§ Stated problem: Edit the material below by replacing every occurrence of "Express the result" with "Report the result", and leave all other text unchanged.

§ Material for this exercise:
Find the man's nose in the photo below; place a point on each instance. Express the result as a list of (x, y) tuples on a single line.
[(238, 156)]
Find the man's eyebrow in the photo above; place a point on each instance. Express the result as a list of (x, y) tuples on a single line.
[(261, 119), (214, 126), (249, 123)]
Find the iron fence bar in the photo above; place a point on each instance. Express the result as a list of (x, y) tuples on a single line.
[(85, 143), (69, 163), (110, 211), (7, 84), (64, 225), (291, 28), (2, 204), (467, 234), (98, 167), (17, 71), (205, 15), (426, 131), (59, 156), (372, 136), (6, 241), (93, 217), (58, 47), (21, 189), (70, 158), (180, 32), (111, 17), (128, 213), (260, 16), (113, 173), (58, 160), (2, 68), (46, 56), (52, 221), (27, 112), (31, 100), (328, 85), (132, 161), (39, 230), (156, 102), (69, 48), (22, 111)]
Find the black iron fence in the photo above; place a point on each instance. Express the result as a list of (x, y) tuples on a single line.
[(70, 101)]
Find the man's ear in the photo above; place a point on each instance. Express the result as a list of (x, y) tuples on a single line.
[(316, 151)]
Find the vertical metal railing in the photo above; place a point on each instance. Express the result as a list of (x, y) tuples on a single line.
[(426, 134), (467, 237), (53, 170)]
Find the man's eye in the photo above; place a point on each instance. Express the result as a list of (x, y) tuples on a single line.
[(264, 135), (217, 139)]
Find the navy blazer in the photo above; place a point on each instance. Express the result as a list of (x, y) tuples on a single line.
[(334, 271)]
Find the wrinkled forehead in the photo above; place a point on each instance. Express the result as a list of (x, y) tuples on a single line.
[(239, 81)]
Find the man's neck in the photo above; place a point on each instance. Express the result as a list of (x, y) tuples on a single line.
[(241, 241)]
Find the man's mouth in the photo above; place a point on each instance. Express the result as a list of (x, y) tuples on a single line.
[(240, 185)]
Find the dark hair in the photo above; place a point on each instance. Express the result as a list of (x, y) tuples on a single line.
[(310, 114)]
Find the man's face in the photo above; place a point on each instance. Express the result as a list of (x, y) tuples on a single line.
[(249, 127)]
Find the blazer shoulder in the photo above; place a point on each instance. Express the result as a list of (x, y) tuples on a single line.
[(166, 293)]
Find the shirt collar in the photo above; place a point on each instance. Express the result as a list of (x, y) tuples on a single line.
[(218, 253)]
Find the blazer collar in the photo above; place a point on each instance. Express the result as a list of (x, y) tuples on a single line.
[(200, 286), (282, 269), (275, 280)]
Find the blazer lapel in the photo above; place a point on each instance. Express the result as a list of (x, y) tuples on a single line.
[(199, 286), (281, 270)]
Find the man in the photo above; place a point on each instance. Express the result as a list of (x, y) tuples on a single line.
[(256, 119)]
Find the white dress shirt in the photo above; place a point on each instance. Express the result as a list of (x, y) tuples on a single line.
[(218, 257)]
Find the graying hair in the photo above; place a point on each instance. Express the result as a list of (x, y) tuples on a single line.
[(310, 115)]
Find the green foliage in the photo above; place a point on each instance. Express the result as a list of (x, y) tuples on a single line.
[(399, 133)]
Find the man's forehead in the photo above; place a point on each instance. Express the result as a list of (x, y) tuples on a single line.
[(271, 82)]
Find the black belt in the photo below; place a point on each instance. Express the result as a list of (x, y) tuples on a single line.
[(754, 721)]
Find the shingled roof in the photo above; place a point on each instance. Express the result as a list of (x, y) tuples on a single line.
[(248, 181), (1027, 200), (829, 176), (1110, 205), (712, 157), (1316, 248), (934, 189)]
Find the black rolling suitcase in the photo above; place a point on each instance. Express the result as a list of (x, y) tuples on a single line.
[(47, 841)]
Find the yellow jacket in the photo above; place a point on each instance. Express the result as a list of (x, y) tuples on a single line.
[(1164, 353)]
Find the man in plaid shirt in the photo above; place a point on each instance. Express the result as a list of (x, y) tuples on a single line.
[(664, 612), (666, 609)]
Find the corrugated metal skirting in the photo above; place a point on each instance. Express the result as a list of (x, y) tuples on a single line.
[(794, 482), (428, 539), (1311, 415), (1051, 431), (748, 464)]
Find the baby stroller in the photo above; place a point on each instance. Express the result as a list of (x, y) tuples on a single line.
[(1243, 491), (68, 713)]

§ Expected answer:
Find the man's nose in the photo below; place a point on each instance. Report the result as a list of (x, y) tuples on a single line.
[(238, 156)]
Find the man's eyebrow in the photo above; place a point on each instance. Report the result as a list of (x, y) tuples on a single line.
[(261, 119), (214, 126), (249, 123)]
Find the iron fence bar in the photo above; place a point on each instance. Report the result as a list of (x, y) tuples on a single line.
[(85, 143), (69, 163), (110, 211), (7, 84), (64, 225), (291, 28), (2, 204), (467, 234), (98, 167), (17, 71), (205, 15), (426, 131), (59, 156), (372, 136), (6, 241), (93, 217), (58, 47), (21, 189), (70, 158), (180, 32), (111, 17), (128, 213), (260, 16), (113, 173), (58, 160), (2, 68), (46, 56), (52, 221), (27, 112), (31, 100), (328, 85), (132, 161), (39, 230), (156, 102), (69, 48), (22, 111)]
Find the black iron fence in the photo above; place a point on each instance. Report the result as a list of (x, y) tuples on a single line.
[(70, 101)]
Find the man's ear in the photo above; place a point on each instance. Report the result as a list of (x, y) tuples on a single line.
[(316, 151)]
Find the vertical metal railing in the photo above; place a point on each instance. Report the result as a list of (x, y) tuples on a single line.
[(426, 134), (467, 237), (53, 170)]
Find the man's eye in the photo above; place a point on each instance. Report the result as a list of (x, y) tuples on a single line.
[(264, 135), (217, 139)]
Find the navy blazer in the photo above; place a point on each instance. Report the result as a list of (x, y) tuples on a single line.
[(334, 271)]
Find the wrinkled forehead in the photo above; place a point on each instance. Report the result as a list of (x, y) tuples on a single line.
[(239, 81)]
Find the man's neck in the photo above; place a point on each instance. Report the result as a list of (x, y) tuples on a single line.
[(241, 241)]
Find the man's mouth in the photo above; place a point on each instance. Report the result as a list of (x, y) tuples on a single line.
[(240, 185)]
Find the dark hair in the photo above; place a point on each instance. Report the result as a list of (x, y) tuples on a single line.
[(310, 114)]
Find the man's face in the photo above; place a point on each instance. Report the result as a list of (x, y) tuples on a single line.
[(249, 127)]
Find the blazer shoulder in the photo above; place a point on each instance. Report the result as a list of (x, y) tuples on a single line.
[(166, 293)]
Find the shirt collar in the photo above; place a point on each instance. Report the result as a list of (x, y) tuples on a single line.
[(218, 253)]
Find the blazer collar in the photo above; place a point on each instance. Report the result as a list of (x, y) tuples on a single line.
[(200, 286), (282, 269), (275, 280)]
Find the blazer lapel in the photo above; place a point on each instance. Report the result as a list of (x, y) tuples on a single line.
[(199, 286), (281, 270)]
Find the man in the photo above; place a point on each instance. Report the result as a list of (x, y) tuples on a single line.
[(256, 119)]
Find the white dress shirt in the photo above; place a point on each instance. Report the result as a list of (x, y) tuples on a single line.
[(218, 257)]
Find the graying hair in the photo above; place a point on each instance. Report the result as a list of (x, y) tuples on a single line.
[(310, 115)]
Find the green foliage in the photo above; place a point on each instance. Report the result as a list of (x, y) tuples on a single line.
[(399, 133)]
Find the man's forehead in the photo above; place a point on each instance. Report the result as a list of (x, y) tuples on a single line.
[(271, 82)]
Find the black belt in the photo below; place a point on each instance. Report the result as a list of (x, y) tuples on a single line.
[(754, 721)]
Find the shingled roof in the photo above; place a point on each instance. Report the result as a list of (x, y) tuples on a single line.
[(248, 181), (1027, 200), (829, 176), (1110, 205), (712, 157), (1316, 248), (934, 189)]
Find the black rolling suitcase in the photo above; place a point on each instance. Report the result as a list of (x, y) tuples on a single line.
[(47, 841)]
Find the yellow jacket in the photo above; place a point on each instance. Report the result as a list of (x, y) tuples on a single line.
[(1164, 353)]
Find the man in plaid shirt in the photo above; place a point on each instance. Report the result as a list of (x, y) tuples on a single line.
[(664, 612), (666, 609)]
Find the corrugated metal skirting in the photo above; place a point on each instance. Report the result as a list of (x, y) tuples on a single line.
[(794, 482), (428, 539), (1311, 415), (1051, 431), (748, 464)]
Find the baby stroller in the photo above; place a point on each instance. Report the result as a list of (x, y) tuples on a single line.
[(1243, 491), (68, 713)]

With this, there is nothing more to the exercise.